Baris data
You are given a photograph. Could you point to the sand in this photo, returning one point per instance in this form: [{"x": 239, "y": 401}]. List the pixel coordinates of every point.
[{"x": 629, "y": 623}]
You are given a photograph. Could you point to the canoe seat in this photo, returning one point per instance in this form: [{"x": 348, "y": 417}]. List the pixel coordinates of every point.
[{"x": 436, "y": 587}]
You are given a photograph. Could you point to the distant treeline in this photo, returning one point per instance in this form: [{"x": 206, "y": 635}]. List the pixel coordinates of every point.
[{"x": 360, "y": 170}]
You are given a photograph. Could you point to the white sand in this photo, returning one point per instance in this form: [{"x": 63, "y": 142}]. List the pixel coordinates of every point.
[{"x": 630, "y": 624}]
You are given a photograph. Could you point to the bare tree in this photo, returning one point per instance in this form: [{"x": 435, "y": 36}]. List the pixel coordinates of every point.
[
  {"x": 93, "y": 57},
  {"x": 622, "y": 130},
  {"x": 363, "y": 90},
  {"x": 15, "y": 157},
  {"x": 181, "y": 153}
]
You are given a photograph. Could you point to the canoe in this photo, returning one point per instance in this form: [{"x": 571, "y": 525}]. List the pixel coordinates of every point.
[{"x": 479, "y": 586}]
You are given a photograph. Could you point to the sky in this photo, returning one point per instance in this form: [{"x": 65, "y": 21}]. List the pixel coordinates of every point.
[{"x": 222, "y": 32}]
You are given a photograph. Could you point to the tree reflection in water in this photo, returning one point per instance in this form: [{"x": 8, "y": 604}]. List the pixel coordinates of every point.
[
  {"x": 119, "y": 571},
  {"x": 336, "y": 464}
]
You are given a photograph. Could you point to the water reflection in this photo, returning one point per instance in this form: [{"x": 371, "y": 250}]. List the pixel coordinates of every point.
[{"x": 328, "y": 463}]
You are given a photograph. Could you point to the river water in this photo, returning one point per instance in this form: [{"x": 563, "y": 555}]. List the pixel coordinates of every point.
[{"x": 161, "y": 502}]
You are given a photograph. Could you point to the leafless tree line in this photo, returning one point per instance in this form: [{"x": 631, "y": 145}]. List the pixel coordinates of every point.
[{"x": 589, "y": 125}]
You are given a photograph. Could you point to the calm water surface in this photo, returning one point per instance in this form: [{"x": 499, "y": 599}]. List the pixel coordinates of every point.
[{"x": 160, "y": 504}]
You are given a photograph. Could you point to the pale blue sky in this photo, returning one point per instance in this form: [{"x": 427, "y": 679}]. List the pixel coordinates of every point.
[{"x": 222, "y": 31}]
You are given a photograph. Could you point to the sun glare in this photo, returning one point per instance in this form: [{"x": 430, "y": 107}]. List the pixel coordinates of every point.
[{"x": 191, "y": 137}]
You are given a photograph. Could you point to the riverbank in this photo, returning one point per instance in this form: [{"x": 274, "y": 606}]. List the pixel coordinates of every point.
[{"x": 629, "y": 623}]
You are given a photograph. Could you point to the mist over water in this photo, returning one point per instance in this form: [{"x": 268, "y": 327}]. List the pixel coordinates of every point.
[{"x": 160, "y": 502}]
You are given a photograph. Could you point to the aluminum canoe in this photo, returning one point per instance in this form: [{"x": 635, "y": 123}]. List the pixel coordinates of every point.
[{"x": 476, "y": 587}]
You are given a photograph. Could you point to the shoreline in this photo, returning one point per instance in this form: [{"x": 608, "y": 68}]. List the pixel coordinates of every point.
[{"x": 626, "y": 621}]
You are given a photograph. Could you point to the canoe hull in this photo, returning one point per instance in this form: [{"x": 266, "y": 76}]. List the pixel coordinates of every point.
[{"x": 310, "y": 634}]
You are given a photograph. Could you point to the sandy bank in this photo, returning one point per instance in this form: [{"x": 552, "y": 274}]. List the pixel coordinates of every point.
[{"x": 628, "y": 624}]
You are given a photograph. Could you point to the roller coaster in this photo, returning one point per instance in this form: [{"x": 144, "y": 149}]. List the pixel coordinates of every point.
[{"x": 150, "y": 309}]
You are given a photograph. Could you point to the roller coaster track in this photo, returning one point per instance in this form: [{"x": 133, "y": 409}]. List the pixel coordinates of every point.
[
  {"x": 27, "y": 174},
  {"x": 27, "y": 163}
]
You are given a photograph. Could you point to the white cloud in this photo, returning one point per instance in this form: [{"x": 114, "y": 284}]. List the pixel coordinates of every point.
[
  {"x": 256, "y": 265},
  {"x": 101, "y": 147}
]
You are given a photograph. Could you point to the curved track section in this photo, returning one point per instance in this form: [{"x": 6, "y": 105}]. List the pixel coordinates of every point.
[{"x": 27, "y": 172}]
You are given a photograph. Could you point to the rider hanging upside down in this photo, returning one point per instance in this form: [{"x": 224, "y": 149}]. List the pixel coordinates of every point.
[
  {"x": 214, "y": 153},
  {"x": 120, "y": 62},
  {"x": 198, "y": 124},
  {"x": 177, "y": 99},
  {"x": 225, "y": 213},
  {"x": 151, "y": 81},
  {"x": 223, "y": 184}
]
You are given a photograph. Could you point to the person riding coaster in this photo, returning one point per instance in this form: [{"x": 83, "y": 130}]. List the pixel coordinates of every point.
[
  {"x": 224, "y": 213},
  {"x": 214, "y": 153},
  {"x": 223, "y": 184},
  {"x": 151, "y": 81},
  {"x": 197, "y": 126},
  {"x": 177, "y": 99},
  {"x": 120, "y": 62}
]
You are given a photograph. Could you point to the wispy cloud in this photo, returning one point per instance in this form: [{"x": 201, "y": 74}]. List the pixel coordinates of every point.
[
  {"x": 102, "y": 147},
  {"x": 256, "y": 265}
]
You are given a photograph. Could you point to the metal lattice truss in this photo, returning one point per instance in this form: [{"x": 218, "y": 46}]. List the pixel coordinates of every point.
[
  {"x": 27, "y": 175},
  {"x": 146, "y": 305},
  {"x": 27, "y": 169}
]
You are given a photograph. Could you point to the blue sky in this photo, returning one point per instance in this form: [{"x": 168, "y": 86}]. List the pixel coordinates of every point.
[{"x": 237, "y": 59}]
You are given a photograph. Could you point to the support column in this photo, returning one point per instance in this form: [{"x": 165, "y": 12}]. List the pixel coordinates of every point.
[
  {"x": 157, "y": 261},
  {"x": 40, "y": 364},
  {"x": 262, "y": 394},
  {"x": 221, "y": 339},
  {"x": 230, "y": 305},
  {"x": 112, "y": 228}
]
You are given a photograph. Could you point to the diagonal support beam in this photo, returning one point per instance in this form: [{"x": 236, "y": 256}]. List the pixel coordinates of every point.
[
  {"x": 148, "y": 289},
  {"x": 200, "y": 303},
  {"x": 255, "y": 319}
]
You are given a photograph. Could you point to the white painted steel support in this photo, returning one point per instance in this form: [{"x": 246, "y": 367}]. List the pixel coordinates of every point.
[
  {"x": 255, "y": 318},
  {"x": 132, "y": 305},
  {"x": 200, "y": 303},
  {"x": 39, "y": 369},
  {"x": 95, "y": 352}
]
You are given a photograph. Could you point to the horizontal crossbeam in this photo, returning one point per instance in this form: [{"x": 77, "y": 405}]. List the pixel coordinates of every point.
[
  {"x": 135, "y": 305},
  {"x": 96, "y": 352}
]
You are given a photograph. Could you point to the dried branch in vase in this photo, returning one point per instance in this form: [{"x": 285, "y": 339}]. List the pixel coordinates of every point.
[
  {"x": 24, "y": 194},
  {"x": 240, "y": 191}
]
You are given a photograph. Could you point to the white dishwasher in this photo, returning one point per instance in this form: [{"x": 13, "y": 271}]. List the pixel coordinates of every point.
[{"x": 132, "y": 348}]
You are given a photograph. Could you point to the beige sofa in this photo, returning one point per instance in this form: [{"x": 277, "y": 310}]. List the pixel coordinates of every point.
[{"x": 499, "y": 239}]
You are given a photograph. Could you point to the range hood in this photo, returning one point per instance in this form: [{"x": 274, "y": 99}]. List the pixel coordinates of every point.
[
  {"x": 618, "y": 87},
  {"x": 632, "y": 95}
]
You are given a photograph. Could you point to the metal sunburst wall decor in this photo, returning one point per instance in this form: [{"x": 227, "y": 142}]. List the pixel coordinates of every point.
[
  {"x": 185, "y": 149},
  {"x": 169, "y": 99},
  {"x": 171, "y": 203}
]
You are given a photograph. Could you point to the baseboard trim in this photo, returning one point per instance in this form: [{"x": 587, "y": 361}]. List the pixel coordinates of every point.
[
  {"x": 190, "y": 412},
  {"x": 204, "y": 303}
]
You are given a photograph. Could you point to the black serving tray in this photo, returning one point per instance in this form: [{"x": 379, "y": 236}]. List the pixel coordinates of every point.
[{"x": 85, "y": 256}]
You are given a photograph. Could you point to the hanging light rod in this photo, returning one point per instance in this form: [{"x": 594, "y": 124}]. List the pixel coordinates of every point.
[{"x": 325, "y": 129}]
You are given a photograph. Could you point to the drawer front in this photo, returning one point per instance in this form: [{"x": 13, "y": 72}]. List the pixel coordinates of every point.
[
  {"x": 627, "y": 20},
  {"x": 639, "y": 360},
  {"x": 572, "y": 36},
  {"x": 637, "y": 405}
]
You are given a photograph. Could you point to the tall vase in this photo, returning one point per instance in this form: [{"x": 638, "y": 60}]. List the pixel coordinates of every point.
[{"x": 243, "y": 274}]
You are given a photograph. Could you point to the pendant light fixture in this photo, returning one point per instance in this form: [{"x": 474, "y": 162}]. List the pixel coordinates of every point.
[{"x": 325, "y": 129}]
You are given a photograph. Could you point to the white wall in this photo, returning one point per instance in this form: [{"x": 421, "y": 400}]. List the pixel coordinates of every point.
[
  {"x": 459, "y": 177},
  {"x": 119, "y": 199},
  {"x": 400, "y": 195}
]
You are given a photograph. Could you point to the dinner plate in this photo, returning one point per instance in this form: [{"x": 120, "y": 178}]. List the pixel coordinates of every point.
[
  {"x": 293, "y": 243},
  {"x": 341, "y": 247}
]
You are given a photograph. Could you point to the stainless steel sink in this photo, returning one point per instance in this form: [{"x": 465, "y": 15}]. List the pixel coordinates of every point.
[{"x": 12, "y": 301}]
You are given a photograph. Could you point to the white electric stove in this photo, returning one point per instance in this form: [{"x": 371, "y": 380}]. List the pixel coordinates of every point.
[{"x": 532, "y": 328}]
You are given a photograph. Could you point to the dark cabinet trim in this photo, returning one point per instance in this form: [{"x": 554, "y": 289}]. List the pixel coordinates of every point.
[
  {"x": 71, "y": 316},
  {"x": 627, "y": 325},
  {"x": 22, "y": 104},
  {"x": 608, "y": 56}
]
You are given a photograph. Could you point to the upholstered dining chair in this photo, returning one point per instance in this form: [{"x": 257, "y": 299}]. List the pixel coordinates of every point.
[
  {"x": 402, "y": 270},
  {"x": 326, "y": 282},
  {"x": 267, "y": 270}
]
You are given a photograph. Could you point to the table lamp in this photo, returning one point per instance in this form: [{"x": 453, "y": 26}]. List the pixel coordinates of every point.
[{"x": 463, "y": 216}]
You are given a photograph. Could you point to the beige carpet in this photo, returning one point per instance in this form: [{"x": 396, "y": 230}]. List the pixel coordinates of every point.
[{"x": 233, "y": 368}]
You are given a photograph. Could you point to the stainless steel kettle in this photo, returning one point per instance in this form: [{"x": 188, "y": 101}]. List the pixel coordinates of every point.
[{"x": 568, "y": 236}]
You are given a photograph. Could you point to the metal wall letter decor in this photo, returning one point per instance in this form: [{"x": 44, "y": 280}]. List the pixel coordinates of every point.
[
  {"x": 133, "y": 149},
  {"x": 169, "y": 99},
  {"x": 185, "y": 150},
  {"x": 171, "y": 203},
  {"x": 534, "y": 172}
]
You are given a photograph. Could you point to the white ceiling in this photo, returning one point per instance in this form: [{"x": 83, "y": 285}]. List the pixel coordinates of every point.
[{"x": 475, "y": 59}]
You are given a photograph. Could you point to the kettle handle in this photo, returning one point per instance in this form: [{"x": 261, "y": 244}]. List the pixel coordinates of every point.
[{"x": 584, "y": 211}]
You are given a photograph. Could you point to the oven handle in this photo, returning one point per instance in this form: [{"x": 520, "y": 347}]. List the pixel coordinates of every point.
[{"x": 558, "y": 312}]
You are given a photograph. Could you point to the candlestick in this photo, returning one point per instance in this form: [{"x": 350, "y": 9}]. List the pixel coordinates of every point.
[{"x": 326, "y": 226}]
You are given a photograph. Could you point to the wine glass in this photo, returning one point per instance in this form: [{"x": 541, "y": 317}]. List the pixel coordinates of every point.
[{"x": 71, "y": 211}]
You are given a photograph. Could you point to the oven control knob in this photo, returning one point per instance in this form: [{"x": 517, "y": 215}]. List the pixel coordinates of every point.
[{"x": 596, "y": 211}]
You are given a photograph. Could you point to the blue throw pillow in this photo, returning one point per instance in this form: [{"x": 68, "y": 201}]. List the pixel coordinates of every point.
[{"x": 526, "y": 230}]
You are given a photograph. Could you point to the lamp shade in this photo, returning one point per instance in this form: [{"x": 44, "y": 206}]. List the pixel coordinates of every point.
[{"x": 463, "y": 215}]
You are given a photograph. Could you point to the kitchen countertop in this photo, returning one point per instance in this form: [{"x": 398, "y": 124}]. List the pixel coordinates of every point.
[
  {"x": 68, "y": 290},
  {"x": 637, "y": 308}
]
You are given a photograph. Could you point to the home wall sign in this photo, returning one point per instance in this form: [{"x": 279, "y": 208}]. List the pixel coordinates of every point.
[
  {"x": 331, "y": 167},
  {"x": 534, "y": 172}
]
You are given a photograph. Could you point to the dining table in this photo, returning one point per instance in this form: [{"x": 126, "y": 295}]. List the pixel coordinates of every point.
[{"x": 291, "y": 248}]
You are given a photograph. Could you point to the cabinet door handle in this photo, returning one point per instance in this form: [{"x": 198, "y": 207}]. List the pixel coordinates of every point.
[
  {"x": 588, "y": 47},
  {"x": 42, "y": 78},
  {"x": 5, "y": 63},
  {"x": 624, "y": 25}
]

__TUGAS YANG DIBERIKAN__. Tulis ulang semua entri mulai dari baris yang memuat "You are given a photograph. Could you point to the lamp" sampai akhir entri, termasuk kedua ujungnya. Geser setiap koordinat x dan y pada jawaban dengan menambahkan 84, dan biarkan teks lainnya tetap sama.

__PENYELESAIAN TUGAS__.
You are given a photograph. Could you point to the lamp shade in this photo, returning one point per instance in this form: [{"x": 44, "y": 206}]. List the pixel coordinates of every point.
[{"x": 547, "y": 299}]
You are given a photograph. Could you point to the kitchen countertop in this photo, returning one point per instance in this form: [{"x": 398, "y": 124}]. List the pixel coordinates of every point.
[
  {"x": 152, "y": 374},
  {"x": 721, "y": 392}
]
You are given a photograph. Could you point to the home wall sign in this photo, returning one point per instance in this form: [{"x": 279, "y": 208}]. List the pixel coordinates of every point.
[
  {"x": 415, "y": 251},
  {"x": 618, "y": 256}
]
You are given a photograph. Could you point to the dining table in this photo, returning one point per instance in this form: [{"x": 126, "y": 295}]. List the pixel coordinates of every point.
[{"x": 375, "y": 332}]
You are given a photograph. Could you point to the cabinet door handle in this photo, returning one point per instance in this form: [{"x": 198, "y": 207}]. List the pixel coordinates of every point.
[
  {"x": 672, "y": 131},
  {"x": 126, "y": 162},
  {"x": 89, "y": 147},
  {"x": 708, "y": 109}
]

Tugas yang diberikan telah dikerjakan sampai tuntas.